§ Data shown
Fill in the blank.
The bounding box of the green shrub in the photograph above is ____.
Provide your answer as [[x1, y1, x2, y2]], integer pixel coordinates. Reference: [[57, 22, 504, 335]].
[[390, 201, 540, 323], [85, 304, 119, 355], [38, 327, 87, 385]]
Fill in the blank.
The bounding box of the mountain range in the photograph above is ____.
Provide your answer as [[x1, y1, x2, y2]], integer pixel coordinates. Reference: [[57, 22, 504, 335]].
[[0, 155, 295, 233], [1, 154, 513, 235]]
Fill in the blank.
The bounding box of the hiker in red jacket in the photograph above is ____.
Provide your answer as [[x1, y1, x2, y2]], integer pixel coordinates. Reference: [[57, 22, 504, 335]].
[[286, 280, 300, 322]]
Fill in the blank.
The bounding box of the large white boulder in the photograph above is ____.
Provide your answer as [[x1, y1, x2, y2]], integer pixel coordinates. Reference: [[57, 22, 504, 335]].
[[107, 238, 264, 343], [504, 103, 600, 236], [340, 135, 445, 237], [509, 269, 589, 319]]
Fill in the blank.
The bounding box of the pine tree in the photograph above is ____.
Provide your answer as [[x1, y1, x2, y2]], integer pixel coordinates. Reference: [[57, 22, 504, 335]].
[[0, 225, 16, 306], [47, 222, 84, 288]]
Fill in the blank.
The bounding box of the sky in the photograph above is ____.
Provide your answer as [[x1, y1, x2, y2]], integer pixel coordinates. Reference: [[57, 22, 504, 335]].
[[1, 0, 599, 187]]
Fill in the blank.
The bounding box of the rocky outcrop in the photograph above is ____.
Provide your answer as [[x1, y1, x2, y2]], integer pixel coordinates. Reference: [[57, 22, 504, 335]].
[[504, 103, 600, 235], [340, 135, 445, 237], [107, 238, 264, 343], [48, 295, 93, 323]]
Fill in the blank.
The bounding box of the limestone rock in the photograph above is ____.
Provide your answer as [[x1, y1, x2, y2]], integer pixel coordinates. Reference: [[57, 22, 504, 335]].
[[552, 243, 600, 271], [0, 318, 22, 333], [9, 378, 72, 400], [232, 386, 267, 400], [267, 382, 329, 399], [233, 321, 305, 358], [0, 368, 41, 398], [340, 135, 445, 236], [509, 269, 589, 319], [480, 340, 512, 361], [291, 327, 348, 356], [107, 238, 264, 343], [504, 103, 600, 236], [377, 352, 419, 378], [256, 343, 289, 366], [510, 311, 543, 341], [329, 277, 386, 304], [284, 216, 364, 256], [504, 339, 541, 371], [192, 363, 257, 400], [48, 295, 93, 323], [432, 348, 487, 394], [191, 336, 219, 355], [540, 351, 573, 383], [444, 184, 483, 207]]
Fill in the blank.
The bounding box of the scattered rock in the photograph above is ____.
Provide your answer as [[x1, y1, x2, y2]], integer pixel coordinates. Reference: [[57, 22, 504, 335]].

==

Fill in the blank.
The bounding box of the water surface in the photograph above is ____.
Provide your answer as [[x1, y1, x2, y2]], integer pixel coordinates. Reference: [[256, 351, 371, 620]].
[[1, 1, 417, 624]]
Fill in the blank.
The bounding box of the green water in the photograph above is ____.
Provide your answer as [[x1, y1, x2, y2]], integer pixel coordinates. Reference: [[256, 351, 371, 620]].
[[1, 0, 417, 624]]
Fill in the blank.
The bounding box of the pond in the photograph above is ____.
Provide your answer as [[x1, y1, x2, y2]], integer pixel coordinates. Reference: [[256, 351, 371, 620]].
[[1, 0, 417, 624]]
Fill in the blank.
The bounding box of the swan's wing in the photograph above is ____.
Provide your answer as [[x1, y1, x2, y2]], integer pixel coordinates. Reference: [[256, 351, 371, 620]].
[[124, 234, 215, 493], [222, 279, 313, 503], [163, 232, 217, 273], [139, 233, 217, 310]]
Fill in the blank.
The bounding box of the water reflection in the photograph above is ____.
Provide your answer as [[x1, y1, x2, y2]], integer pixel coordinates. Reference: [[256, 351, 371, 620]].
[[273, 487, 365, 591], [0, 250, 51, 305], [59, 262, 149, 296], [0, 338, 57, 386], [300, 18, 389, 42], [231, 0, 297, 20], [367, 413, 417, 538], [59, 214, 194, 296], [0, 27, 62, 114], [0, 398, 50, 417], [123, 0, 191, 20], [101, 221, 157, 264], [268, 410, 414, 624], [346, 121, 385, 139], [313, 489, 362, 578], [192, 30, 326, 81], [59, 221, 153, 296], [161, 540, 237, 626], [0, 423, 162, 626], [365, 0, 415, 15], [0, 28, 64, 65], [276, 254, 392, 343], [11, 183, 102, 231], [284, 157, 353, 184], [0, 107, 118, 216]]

* * *

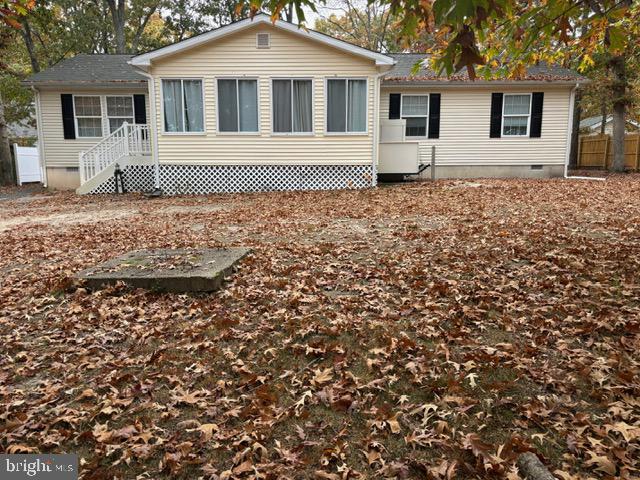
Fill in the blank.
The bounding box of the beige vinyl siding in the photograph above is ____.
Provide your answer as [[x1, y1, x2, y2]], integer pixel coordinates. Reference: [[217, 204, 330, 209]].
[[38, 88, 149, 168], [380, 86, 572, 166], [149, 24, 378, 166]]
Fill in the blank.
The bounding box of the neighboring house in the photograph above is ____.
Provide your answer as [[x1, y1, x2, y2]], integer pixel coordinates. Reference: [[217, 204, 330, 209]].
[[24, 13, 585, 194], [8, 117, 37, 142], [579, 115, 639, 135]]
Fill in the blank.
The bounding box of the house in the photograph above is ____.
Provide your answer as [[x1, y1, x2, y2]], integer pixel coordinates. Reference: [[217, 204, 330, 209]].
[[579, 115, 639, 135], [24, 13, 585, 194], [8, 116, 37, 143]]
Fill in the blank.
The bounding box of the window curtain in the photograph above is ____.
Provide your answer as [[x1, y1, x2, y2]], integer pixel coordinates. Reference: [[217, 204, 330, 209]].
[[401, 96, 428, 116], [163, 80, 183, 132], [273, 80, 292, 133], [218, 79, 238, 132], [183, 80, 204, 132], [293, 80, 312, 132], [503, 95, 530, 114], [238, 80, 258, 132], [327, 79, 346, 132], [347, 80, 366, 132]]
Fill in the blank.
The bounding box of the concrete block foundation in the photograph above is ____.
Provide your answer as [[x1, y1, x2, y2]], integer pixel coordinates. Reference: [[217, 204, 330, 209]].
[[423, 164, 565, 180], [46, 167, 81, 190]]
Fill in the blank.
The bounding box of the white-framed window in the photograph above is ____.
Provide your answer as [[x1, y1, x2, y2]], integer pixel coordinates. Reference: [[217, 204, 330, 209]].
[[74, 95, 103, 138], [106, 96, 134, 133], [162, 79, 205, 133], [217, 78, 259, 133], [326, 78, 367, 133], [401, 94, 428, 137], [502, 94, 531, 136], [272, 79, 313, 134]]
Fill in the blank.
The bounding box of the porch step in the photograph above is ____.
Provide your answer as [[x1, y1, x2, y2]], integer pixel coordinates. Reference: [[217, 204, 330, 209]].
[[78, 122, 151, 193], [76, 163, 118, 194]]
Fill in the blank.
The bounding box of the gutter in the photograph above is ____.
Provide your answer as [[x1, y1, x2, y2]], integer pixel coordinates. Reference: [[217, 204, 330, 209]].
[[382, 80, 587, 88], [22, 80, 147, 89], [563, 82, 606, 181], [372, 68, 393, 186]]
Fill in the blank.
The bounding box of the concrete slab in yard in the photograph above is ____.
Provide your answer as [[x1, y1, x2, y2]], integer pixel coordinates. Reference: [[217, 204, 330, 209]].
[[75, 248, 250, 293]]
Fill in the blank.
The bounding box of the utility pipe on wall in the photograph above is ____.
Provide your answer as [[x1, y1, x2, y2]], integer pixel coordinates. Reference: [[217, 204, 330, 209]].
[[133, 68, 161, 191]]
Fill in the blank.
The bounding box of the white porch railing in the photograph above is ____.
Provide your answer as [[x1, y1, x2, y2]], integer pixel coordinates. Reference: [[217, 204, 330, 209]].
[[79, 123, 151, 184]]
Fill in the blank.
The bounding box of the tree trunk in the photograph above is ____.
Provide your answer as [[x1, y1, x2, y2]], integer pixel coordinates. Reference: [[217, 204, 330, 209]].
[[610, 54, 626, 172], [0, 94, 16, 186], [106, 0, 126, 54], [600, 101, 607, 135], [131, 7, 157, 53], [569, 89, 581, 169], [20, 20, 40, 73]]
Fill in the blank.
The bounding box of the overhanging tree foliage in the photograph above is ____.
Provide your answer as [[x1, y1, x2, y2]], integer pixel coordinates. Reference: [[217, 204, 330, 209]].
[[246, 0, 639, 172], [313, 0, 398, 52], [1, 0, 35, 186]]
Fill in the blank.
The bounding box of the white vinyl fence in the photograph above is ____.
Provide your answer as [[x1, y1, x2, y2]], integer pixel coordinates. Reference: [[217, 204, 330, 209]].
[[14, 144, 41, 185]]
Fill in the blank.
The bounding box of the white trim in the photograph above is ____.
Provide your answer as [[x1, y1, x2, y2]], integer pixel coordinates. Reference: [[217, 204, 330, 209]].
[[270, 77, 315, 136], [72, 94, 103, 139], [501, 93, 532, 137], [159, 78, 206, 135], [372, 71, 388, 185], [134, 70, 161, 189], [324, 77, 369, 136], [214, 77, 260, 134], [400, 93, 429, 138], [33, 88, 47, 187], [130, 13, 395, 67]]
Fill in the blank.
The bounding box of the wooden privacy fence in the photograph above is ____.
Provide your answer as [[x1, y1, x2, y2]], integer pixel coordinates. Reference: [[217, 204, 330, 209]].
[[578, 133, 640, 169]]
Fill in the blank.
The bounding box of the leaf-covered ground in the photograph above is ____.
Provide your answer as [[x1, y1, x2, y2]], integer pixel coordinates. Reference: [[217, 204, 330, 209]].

§ Exercise
Extract all lines from the data in which "house" is found.

§ Answer section
The bounding box of the neighboring house in the photograph above is ____.
The bounding box of the house in the photograph above is ____.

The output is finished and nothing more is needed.